■ Task goal ■
Reproduce the neural network excerpt from "MLP is the most" up to and including "MLP, multi-layer perceptron.", changing "topologies" to "structures".

■ Excerpt to read ■
Different structures of ANN models have been used by the researchers. In this article, MLP, RBF, and GRNN models (see below for description) are discussed among other neural networks widely used in air pollution forecasting. In addition, the impact of PCA method on these models is evaluated.

To train and evaluate the neural networks, the data of 2 years (627 data) were divided into three groups, including training (425 data), validation (101 data), and test (101 data) data set. MATLAB R2019a was used for implementation of neural networks. For reliable evaluation of the networks, training, validation, and test data sets were selected randomly 100 times and the evaluation parameters were calculated in each round, and the average of those evaluation parameters for 100 times assessment would be provided.

Multi-layer perceptron

MLP is the most common and successful type of neural network architecture with feed-forward network (FFN) topologies (Ordieres et al., 2005). These networks consist of several layers (one input layer, one or more hidden layers, and one output layer), each containing several neurons (Fig. 2).

FIG. 2.

Illustration of MLP artificial neural network. MLP, multi-layer perceptron.

In this architecture, all neurons (X₁, X₂, …, X_i) of a single layer are fully connected to the next layer neurons by weighted interface elements (ω_ji, ω_kj). Each neuron calculates its inputs weighted sum (total weighted inputs) and a fixed value which is called bias (b_j, b_k) and then passes it through a linear or nonlinear transfer function to create the output. Interface elements transmit the output of neurons to the next layer neurons. MLPs are typically trained using a supervised training algorithm. In these training algorithms, when input is applied to the network, its output is compared to the target. Then, the learning rules used to adjust the weights and biases to approximate the network output to the desired output. The most common type of supervised training algorithm is the Error Back-Propagation Algorithm (Haykin, 1994). In its learning cycle, this training algorithm consists of two steps: the forward and the backward steps. In the forward step, a specific input presented to the network passes through different layers and stimulates them. Its effect propagates from one layer to the next. Finally, its output is created based on the weights and biases of the network. In the backward step, all the weights and biases of the network are adjusted according to a training algorithm. The training algorithm adjusts the weights and biases such that the difference between the desired output and the network output is minimized. This learning method is an iterative approach and will continue until the cessation criterion is met. In this study, the structure of MLP neural network includes an input layer, a hidden layer and one output layer. The number of neurons in the input layer depends on the number of variables used for forecasting the output variable. For MLP neural networks, one hidden layer with a large number of neurons usually yield good results (Bishop, 1995). The number of nodes in the hidden layer was determined by trial and error in the training phase. Therefore, we tested the number of nodes from 6 to 12. The best result was obtained with nine neurons on the hidden layer. Sigmoid function was used as the transfer function in the hidden layer, and Levenberg-Marquardt algorithm was used for training.

Location labeling records:
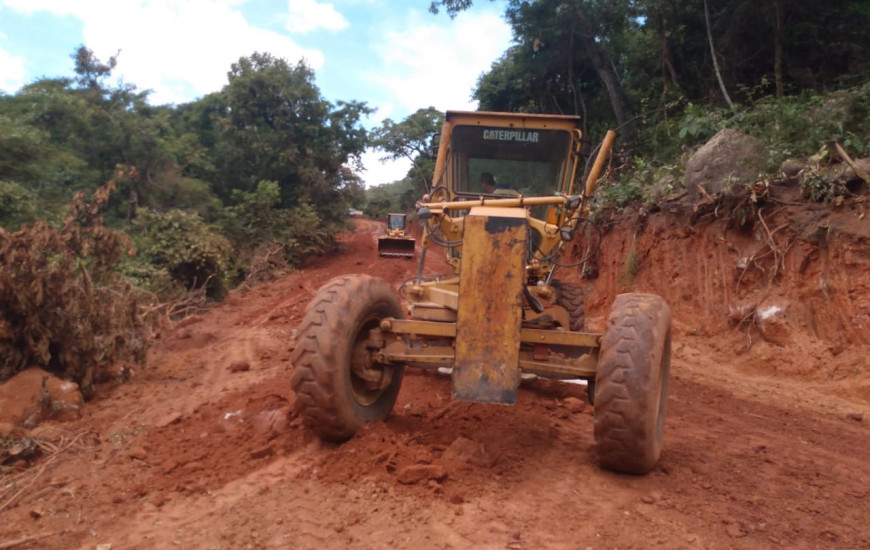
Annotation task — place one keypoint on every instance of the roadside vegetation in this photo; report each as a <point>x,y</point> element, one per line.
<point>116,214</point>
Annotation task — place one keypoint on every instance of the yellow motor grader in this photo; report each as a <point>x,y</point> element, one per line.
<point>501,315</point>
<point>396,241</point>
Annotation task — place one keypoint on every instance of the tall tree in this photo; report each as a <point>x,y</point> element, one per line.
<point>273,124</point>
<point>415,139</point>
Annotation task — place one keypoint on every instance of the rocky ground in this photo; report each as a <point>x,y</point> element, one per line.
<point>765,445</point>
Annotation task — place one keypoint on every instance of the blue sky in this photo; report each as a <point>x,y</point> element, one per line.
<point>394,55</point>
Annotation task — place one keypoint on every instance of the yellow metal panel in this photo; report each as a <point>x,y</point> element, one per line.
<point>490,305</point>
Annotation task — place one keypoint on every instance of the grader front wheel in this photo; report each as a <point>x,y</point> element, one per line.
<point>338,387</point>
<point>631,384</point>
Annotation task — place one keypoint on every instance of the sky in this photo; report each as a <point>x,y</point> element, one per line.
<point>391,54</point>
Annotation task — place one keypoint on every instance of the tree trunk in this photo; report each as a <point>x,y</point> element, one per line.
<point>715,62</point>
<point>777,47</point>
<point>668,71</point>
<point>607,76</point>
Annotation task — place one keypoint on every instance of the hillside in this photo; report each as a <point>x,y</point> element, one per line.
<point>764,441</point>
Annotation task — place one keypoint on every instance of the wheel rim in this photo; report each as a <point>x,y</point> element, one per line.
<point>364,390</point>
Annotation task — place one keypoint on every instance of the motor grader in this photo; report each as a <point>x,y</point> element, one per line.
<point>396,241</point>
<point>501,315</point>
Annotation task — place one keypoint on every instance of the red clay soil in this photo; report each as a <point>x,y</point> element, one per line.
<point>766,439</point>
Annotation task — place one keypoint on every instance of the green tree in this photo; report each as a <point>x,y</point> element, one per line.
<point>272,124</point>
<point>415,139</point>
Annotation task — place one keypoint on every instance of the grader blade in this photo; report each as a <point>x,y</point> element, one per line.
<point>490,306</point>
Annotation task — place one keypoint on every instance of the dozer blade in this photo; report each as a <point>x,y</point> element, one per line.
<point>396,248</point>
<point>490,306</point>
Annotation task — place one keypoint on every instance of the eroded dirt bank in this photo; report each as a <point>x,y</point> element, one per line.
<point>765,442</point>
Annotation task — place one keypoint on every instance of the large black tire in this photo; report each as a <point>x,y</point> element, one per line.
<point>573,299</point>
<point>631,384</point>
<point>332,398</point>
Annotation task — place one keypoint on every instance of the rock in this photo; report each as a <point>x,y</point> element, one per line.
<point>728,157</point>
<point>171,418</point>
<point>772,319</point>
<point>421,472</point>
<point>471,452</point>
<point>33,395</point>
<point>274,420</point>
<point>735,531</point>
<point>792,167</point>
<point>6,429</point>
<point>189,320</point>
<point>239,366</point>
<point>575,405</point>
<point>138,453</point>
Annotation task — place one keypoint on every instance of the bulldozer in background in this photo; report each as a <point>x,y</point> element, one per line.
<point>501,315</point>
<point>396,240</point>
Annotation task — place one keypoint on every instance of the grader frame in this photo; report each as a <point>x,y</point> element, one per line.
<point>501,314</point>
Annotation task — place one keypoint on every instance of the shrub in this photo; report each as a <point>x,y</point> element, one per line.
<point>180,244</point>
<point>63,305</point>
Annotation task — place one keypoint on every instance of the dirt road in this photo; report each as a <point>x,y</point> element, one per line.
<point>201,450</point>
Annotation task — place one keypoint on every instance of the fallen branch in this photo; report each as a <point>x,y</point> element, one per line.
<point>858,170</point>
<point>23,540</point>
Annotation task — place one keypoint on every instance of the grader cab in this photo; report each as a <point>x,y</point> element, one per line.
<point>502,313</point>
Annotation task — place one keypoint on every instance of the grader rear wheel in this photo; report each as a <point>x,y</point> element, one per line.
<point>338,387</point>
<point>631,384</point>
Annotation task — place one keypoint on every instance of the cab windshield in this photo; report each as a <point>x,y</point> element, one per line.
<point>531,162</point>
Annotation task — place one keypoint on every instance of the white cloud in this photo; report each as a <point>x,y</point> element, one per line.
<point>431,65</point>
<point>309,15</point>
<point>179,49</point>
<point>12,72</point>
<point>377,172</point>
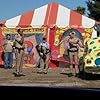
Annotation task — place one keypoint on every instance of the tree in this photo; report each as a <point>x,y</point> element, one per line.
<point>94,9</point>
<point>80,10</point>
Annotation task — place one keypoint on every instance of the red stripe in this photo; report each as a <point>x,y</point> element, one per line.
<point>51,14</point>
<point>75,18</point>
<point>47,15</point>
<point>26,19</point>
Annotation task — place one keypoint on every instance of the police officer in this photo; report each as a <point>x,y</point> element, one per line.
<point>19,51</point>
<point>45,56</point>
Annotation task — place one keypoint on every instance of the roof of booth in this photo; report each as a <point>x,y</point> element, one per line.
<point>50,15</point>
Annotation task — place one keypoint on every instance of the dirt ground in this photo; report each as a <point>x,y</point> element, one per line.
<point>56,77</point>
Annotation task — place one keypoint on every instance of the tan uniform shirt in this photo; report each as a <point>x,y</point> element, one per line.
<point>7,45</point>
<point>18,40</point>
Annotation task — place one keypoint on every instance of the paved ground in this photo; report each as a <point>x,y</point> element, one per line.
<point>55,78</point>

---

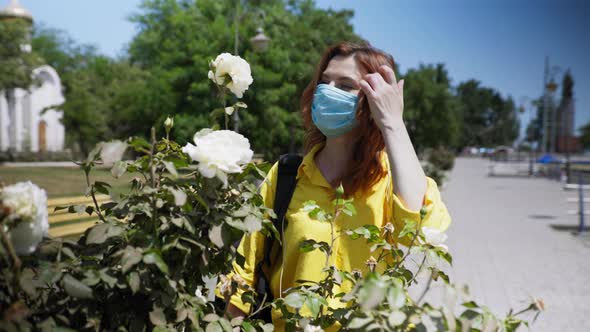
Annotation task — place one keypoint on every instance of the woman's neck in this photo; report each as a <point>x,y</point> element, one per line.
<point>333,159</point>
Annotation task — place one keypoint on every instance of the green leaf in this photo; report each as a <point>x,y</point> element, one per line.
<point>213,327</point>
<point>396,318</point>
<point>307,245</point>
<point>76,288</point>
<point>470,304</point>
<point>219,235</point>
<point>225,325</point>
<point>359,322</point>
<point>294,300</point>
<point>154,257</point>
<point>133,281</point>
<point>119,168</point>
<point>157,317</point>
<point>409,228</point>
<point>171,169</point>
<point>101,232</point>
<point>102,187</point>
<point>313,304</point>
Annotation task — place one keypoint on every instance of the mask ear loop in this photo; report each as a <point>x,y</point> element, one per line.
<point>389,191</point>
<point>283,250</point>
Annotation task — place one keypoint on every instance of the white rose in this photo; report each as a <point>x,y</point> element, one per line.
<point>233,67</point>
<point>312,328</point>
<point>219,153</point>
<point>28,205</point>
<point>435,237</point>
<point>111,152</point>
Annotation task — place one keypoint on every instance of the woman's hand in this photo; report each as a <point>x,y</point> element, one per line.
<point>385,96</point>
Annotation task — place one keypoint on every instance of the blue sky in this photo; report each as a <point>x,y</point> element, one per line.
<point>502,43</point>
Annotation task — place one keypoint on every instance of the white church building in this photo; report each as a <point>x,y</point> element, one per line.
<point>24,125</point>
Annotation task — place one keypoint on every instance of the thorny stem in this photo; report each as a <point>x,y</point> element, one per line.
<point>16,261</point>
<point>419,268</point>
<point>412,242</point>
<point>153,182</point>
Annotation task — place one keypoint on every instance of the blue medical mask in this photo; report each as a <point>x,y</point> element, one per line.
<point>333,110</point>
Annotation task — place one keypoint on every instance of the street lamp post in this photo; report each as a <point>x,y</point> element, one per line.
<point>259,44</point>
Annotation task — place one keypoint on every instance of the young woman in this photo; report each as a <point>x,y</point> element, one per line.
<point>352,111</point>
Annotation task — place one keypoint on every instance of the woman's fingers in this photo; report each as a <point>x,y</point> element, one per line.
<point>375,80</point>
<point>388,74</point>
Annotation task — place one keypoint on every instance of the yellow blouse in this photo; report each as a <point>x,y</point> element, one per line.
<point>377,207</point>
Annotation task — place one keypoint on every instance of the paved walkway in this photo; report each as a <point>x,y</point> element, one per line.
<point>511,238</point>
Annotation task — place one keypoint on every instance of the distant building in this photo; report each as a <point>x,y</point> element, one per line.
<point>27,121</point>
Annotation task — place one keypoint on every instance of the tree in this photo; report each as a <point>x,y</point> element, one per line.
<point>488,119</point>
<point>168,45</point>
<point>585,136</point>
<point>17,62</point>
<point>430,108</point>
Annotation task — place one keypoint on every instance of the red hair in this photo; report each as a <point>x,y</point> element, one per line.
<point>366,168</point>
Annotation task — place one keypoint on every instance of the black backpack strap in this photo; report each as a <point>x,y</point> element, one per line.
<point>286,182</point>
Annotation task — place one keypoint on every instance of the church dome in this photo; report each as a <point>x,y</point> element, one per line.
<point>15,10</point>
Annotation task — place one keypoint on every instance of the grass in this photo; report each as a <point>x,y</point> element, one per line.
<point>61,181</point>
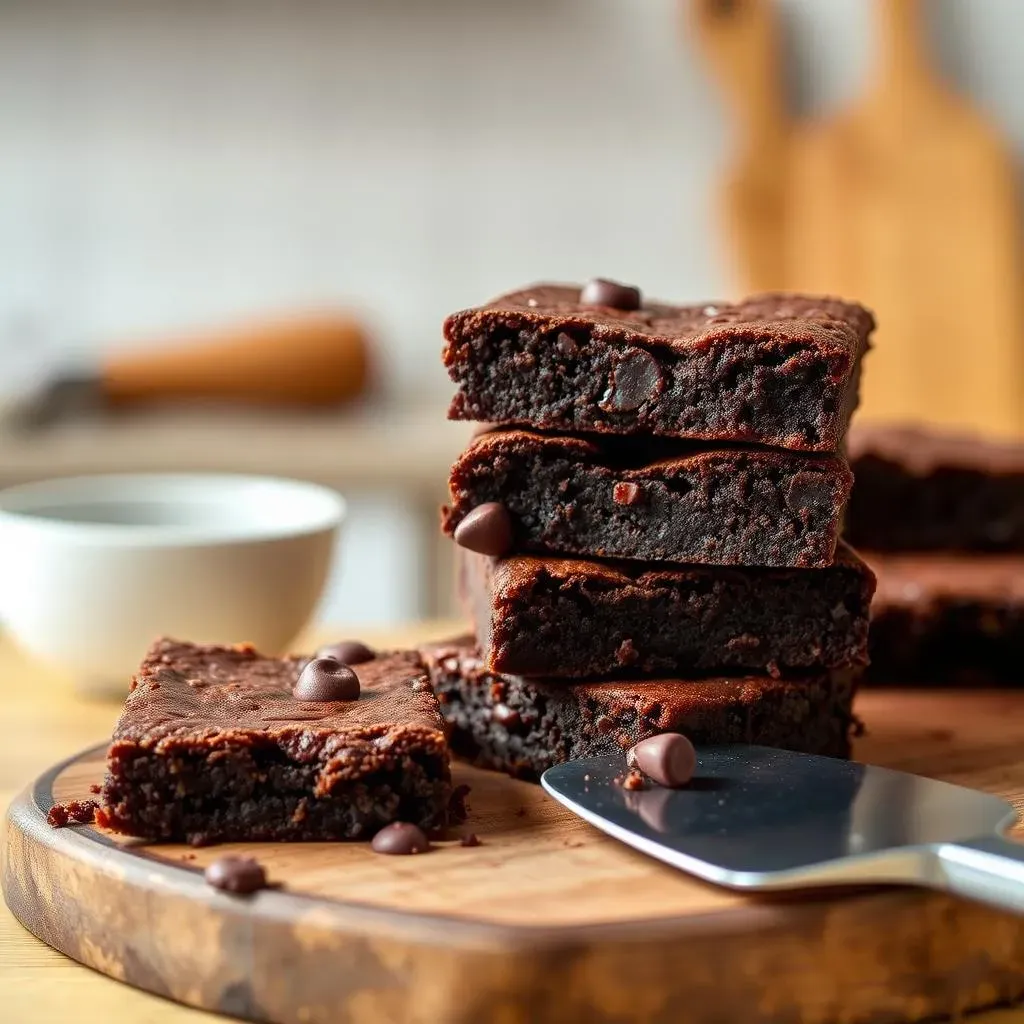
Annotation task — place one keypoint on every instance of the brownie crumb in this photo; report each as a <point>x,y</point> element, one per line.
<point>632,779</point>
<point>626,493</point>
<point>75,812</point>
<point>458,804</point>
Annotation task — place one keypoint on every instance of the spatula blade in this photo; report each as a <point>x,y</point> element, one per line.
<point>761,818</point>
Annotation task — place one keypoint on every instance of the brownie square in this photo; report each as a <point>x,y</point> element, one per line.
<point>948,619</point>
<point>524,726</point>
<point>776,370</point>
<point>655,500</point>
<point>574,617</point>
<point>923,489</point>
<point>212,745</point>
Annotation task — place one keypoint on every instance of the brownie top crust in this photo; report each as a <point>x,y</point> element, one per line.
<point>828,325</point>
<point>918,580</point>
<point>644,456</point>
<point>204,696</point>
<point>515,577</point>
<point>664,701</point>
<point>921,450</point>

* * *

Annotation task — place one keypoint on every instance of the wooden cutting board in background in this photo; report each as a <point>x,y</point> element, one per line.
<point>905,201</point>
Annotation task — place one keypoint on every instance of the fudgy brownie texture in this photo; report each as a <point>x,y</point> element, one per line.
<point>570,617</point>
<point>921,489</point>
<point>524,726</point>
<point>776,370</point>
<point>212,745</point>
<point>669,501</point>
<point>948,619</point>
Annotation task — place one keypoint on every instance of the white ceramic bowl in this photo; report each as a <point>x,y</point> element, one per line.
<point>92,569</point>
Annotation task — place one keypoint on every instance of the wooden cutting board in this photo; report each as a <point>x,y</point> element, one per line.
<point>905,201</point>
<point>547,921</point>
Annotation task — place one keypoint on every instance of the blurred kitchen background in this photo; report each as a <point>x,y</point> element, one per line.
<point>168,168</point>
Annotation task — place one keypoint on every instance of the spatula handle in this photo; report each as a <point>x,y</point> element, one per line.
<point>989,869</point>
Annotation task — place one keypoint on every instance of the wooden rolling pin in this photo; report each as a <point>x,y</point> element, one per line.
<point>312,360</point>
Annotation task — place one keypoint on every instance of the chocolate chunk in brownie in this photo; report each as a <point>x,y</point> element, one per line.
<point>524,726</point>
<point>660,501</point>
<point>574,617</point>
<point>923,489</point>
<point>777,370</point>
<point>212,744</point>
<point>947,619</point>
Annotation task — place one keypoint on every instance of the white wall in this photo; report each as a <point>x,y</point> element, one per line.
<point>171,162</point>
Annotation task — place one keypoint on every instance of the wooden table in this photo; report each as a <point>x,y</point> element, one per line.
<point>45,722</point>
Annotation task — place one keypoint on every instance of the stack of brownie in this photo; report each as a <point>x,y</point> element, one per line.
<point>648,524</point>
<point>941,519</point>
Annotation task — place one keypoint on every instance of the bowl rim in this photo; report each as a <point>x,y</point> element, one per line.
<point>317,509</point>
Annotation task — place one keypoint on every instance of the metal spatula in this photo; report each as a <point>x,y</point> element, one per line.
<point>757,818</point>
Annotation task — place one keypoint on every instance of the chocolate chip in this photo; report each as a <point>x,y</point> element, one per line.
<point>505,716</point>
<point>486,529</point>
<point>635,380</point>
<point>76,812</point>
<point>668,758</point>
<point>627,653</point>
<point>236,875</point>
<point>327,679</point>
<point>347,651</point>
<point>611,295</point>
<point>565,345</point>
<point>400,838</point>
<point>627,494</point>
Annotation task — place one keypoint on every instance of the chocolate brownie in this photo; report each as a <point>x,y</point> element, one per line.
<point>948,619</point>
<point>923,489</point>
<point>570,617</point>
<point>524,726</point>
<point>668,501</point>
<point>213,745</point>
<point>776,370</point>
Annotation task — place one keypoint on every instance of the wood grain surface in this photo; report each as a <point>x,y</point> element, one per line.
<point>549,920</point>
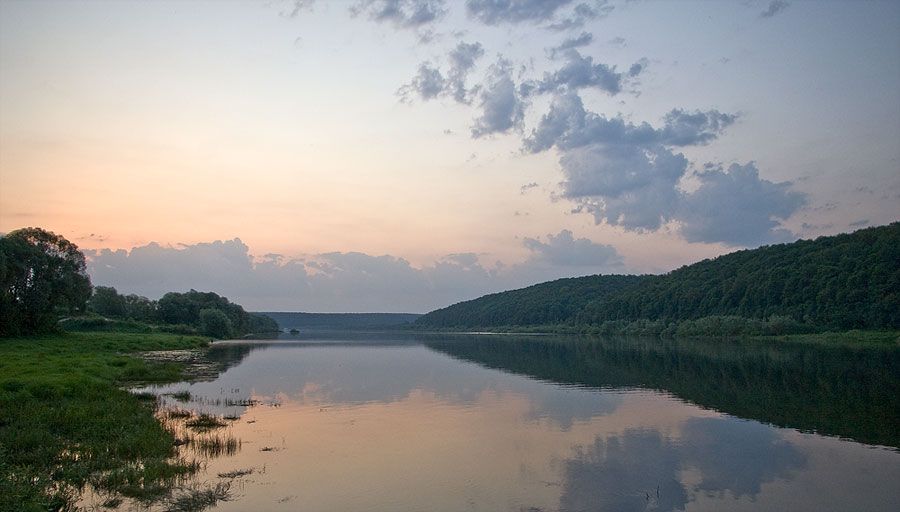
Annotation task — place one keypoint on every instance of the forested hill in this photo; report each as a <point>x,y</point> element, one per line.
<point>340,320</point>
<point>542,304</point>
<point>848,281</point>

■ Task answer ■
MLP is the most common and successful type of neural network architecture with feed-forward network (FFN) structures (Ordieres et al., 2005). These networks consist of several layers (one input layer, one or more hidden layers, and one output layer), each containing several neurons (Fig. 2).

FIG. 2.

Illustration of MLP artificial neural network. MLP, multi-layer perceptron.